(Free-text object descriptions)
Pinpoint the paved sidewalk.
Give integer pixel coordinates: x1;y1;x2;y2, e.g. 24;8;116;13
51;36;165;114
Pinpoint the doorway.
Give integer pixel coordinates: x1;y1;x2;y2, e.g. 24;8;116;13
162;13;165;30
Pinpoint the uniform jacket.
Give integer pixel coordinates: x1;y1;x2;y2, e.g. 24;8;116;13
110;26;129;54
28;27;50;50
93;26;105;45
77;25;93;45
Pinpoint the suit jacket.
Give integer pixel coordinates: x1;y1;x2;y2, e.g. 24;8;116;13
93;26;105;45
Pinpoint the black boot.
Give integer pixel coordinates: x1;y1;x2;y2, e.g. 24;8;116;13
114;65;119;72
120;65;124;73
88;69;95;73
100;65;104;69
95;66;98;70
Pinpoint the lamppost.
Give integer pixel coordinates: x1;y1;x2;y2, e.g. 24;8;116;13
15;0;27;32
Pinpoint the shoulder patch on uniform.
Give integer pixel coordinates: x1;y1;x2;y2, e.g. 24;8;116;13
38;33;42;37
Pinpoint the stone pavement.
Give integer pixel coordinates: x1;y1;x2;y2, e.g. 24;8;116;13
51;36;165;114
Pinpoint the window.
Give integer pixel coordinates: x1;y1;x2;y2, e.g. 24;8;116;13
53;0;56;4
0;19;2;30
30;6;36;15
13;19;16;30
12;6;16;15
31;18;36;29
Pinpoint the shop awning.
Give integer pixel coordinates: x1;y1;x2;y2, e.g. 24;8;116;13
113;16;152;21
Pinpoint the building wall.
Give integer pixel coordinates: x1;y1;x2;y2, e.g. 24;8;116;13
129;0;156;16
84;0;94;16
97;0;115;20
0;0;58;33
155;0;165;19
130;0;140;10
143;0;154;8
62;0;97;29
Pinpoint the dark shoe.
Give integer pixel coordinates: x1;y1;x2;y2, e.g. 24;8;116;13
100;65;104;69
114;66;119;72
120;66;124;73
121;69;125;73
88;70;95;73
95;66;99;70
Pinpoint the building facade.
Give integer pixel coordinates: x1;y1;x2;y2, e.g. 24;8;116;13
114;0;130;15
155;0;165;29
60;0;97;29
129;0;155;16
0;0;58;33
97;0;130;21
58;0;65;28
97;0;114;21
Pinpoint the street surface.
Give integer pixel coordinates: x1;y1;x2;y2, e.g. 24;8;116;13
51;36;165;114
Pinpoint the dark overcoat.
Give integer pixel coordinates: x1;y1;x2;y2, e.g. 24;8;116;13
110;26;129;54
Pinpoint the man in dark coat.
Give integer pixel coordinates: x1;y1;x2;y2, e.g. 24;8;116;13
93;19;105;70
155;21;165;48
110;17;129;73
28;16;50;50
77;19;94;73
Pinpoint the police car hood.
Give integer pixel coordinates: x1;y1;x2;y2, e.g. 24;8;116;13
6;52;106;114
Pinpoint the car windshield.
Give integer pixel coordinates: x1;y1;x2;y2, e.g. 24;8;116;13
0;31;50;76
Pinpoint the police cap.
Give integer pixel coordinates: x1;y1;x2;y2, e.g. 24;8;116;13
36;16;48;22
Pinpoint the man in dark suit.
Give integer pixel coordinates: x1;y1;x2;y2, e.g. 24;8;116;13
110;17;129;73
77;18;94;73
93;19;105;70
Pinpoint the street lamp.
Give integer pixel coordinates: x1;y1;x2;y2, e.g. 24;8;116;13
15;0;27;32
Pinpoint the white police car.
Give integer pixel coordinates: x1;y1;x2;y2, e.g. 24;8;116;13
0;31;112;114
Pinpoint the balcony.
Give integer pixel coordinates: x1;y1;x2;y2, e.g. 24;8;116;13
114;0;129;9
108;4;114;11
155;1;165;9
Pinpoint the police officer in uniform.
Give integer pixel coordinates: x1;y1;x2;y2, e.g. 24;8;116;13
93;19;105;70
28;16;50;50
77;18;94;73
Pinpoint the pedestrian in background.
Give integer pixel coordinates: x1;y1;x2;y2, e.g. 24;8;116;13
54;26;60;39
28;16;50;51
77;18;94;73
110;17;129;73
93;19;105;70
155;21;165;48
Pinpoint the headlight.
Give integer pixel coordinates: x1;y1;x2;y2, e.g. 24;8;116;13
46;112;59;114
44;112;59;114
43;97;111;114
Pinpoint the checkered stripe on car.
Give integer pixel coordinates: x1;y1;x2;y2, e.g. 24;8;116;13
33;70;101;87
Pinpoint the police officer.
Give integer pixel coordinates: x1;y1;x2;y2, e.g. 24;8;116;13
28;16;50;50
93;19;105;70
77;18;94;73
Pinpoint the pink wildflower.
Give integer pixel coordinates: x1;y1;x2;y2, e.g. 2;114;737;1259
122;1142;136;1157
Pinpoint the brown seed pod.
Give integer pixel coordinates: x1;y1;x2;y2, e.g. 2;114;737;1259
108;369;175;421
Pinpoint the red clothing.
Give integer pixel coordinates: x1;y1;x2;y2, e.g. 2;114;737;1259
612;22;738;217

◆ Aim of the task ◆
Every line above with the word "street" belongs in the answer, copied as written.

◆ Expected output ◆
Pinpoint the street surface.
Pinpoint the street lamp.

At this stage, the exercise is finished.